→ **Stated task**
Turn the lines of the records, from the one containing "For every instance of the brown river, give" through the end, into a numbered list, omitting any blank lines.

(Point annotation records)
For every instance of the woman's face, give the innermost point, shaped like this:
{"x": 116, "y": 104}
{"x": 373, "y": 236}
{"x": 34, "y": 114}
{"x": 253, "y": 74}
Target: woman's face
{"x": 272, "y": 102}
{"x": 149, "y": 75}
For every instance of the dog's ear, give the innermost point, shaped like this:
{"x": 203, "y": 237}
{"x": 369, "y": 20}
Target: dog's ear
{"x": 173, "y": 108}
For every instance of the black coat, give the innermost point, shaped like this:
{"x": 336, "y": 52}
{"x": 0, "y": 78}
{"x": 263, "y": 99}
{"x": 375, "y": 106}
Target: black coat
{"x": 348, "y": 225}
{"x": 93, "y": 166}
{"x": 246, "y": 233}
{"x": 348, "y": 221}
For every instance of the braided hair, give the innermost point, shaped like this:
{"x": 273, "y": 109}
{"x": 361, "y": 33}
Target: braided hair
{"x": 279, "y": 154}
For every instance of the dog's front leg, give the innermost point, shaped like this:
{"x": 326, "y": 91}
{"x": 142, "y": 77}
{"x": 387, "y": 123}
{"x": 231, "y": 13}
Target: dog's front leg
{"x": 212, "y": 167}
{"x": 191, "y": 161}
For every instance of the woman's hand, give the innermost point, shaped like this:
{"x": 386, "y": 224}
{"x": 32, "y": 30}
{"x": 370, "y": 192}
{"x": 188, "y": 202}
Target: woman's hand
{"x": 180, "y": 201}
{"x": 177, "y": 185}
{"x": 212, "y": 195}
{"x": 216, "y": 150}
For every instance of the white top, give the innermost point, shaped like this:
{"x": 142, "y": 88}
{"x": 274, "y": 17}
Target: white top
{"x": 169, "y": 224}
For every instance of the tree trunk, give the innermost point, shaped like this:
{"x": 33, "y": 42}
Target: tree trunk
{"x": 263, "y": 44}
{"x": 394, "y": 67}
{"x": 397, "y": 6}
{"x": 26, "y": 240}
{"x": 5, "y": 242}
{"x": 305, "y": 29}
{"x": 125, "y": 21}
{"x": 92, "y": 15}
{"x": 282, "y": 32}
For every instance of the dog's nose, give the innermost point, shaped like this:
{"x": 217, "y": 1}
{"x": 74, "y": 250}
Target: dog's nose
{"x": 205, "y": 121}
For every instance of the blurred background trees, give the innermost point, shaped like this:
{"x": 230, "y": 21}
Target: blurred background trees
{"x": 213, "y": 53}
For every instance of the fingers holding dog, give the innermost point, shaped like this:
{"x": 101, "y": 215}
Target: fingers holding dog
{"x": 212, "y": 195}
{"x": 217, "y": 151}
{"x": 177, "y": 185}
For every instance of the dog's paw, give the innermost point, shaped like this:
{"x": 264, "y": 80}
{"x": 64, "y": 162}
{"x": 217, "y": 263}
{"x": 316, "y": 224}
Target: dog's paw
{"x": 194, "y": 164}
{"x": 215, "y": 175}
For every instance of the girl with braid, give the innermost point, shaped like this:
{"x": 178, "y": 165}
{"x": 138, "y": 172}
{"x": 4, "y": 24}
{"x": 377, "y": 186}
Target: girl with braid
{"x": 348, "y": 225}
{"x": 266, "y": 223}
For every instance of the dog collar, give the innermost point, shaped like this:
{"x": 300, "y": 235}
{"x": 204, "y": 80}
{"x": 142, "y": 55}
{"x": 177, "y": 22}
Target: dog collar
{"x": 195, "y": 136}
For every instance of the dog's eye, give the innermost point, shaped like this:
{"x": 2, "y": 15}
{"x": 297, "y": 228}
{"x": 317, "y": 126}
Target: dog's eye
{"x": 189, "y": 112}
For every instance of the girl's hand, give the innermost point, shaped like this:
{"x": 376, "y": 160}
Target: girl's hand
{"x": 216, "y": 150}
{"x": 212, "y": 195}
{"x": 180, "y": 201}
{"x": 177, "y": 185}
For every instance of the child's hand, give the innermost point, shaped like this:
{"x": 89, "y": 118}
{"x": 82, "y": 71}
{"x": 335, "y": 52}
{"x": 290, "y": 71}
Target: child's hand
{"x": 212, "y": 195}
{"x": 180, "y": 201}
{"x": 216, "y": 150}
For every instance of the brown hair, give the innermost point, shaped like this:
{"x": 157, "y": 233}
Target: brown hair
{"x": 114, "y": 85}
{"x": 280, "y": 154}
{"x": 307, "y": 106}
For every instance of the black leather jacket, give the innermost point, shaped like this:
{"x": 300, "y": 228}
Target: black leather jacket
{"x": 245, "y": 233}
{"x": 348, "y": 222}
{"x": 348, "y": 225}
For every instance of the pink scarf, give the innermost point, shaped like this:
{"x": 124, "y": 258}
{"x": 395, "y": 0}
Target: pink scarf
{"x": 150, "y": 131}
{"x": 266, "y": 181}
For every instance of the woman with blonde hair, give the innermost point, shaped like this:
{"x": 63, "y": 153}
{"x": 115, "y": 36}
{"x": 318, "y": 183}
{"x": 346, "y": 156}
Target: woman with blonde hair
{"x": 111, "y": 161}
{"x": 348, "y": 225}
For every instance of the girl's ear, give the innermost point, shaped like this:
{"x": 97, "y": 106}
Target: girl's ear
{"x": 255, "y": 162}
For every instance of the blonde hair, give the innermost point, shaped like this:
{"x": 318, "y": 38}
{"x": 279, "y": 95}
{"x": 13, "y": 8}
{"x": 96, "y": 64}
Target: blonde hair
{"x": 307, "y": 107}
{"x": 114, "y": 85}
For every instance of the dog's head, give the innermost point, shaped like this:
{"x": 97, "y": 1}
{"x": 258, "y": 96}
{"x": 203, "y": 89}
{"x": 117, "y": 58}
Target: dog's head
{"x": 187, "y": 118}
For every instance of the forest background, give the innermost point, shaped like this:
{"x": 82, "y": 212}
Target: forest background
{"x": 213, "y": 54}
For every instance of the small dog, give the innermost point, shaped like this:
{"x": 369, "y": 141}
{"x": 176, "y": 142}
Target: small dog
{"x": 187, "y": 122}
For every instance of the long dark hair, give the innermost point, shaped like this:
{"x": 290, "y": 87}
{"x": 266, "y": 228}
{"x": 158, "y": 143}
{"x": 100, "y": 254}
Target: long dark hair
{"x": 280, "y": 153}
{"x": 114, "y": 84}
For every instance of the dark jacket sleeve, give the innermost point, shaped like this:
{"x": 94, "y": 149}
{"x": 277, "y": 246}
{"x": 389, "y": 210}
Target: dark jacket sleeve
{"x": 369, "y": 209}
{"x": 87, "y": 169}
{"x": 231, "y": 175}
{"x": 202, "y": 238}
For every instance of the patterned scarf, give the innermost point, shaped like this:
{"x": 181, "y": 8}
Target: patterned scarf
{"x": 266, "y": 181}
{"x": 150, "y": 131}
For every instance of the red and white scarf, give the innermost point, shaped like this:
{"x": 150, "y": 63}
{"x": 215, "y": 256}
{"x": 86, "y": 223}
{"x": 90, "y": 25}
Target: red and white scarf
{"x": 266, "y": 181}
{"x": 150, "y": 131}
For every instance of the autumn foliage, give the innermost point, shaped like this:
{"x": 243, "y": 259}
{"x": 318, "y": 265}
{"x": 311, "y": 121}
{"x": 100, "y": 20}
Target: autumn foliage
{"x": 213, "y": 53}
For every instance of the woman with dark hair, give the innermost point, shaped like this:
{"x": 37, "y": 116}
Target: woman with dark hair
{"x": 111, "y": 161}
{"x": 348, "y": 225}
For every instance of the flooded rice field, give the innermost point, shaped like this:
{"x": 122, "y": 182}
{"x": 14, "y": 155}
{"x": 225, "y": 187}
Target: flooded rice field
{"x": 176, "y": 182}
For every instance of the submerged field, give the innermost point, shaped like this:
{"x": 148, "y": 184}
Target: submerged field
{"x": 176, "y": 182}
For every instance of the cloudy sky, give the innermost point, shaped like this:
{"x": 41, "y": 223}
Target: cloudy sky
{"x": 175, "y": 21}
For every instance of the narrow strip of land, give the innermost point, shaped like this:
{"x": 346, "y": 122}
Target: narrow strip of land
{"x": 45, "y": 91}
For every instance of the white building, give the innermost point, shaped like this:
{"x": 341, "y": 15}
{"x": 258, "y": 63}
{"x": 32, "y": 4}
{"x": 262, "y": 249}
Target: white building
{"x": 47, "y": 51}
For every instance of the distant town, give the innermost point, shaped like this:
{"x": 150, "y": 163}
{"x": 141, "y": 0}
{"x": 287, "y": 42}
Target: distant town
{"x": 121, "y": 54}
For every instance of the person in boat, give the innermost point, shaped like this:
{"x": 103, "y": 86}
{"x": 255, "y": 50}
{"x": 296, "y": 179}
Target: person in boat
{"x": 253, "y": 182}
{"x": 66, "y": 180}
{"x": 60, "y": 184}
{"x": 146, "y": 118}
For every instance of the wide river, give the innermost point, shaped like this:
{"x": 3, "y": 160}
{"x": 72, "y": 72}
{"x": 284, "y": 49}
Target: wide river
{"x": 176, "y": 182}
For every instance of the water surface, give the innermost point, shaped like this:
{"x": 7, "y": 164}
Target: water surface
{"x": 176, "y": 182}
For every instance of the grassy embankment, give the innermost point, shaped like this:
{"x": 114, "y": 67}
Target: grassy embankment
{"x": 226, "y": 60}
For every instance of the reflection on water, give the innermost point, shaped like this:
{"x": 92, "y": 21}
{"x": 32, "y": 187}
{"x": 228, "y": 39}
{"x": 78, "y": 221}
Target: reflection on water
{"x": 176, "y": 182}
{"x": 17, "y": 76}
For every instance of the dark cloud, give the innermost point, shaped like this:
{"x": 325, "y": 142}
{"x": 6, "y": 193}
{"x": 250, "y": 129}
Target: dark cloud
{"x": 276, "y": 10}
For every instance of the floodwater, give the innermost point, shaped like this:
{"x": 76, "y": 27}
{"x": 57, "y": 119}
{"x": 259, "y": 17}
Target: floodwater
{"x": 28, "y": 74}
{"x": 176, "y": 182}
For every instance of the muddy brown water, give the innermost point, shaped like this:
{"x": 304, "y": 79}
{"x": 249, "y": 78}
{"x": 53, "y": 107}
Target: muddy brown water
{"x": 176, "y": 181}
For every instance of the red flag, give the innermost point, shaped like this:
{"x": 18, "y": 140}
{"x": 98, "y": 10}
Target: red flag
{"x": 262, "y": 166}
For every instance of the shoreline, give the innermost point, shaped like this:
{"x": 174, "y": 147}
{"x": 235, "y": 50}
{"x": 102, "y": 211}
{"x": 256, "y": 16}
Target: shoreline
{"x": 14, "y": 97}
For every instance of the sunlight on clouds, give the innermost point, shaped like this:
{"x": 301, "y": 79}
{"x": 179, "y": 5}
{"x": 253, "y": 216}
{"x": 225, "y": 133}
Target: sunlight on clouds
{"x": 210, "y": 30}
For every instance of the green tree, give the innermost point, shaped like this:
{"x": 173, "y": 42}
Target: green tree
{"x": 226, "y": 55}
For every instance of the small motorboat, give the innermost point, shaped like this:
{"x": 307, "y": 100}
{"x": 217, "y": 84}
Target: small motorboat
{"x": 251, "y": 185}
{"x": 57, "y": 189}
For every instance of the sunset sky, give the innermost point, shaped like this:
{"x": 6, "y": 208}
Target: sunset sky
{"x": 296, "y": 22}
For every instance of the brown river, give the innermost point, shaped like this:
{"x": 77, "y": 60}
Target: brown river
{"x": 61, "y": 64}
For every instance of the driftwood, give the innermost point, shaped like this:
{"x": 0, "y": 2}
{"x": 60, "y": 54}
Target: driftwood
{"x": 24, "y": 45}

→ **Task solution**
1. For every instance of the brown river, give the innermost point, shaped like this:
2. {"x": 77, "y": 60}
3. Target: brown river
4. {"x": 61, "y": 64}
5. For every instance of the driftwood, give the innermost point, shaped like this:
6. {"x": 0, "y": 2}
7. {"x": 60, "y": 54}
8. Target: driftwood
9. {"x": 24, "y": 45}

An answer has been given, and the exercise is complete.